* [DOCUMENT EXTRACT]
[Start of Attachment]

The Wood article really is jaw-droppingly bad. His ignorance of the history and workings of politics would be embarrassing in a high school newspaper editorial. We'll get back to it if I have the time and the stomach for it.

Back to Marshall.

The point is that beneath this seeming appetite to let politics run its course in all its ferality is something quite different: It’s a kind of disdain for actual voters and how actual politics works – not always pretty, mixed with peoples overweening ambitions, their intense loves and fears, and all the rest. If Democrats want to get behind Kamala Harris, stop fighting with each other, stop watching the unmerited pain of an aging leader most of them respect and even love, and get on to running a campaign against a menacing adversary … well, that’s just fine. They don’t have anything to prove to folks who write for a living.

 

Monday, July 22, 2024

Straussians* of the Center Left


Democratic voters chose Harris.

While technically there may only be one name on the ballot, when primary voters pull the lever for the incumbent, they know they are voting for a ticket not an individual. They are choosing a candidate and that candidate's successor.

Much to the consternation of the pundits and in direct contradiction of their narrative, Biden and Harris sailed through the primaries with margins similar to that of Obama in 2012. The voter's preference was clear.

This never happened. If it had, you would have never heard of Dean Phillips (instead of just hearing about him and forgetting). It's true that no one wanted to be McCarthy '68, McGovern '72, or Kennedy '80, but that was an individual choice (and probably a good one).

There is an Orwellian freedom-is-slavery quality to arguing that following the will of the party's voters somehow suppresses it while going with a plan conceived and all but solely supported by the journalistic elites of the NYT et al., a plan that allows for no direct participation of the party's actual voters is the democratic option.

You might, and I want to heavily emphasize the word "might," be able to make some kind of a case for an open convention if we had evidence of a huge groundswell of popular support for the idea, but we appear to be seeing the exact opposite. Based on polling, responses from across the party, and the stunning wave of small donor contributions, it seems that members of the party are (at least by Democratic standards) remarkably unified behind and excited about the successor that they overwhelmingly voted for explicitly in 2020 and implicitly in 2024.

[End of Attachment]

* [DATA FOR REVIEW]
[Start of Attachment]

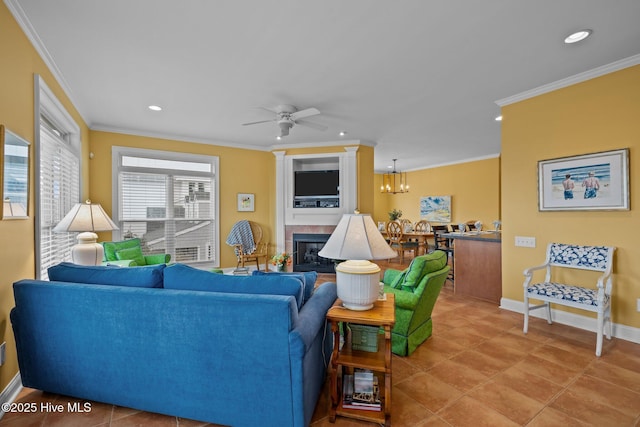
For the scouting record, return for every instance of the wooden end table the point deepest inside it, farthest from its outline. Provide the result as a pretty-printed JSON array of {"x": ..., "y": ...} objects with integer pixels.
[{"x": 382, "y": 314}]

[End of Attachment]
[Start of Attachment]

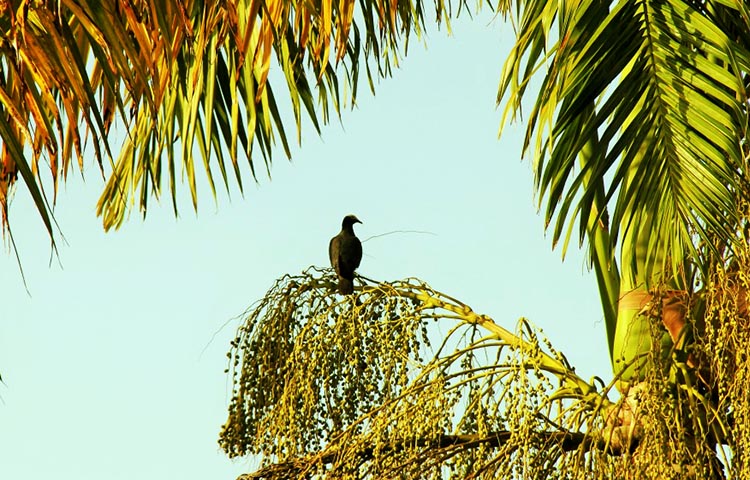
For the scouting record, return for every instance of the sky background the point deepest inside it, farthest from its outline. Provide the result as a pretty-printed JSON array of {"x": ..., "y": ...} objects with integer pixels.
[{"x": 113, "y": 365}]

[End of Attachment]

* [ACTIVITIES]
(a) Translate this sentence from the blog post about Harris and the open convention into Spanish: "They are choosing a candidate and that candidate's successor."
(b) Carry the blog post about Harris and the open convention forward from its last sentence.
The data above has no connection to the blog post about Harris and the open convention.

* [TASK-BY-TASK ANSWERS]
(a) Están eligiendo a un candidato y al sucesor de ese candidato.

(b)
What we're seeing is the latest reminder of the long-standing indifference and often open hostility of the elite press, particularly the New York Times, toward the idea of democracy. You can find examples of this going back at least a century or so with the way papers like the NYT covered the rise of fascism in Europe, but the more telling cases are more recent and closer to home. There was virtually no pushback from the mainstream press in 2000 when the Supreme Court installed the candidate lost the popular vote and probably the electoral college vote as well. We've also seen it in the blasé attitude toward voter suppression.  Since then things have only gotten worse. The disdain for Democratic primary voters has been palpable, culminating with the current enthusiasm for an option that will basically cut actual voters out of the process entirely.

None of this is surprising. While it is possible to find people of humble beginnings holding prominent positions in the New York Times, New York magazine, and company, they are rare and they become more rare the higher up you go. You don't have to look very deep to find signs of class bigotry and a profound distrust of rule by the people. This is always been true. Recently, it's just been closer to the surface. 


* I'm using Straussian in the sense of someone who believes in rule by the elite.. That's an overly broad and somewhat sloppy definition, but what you expect from a blog?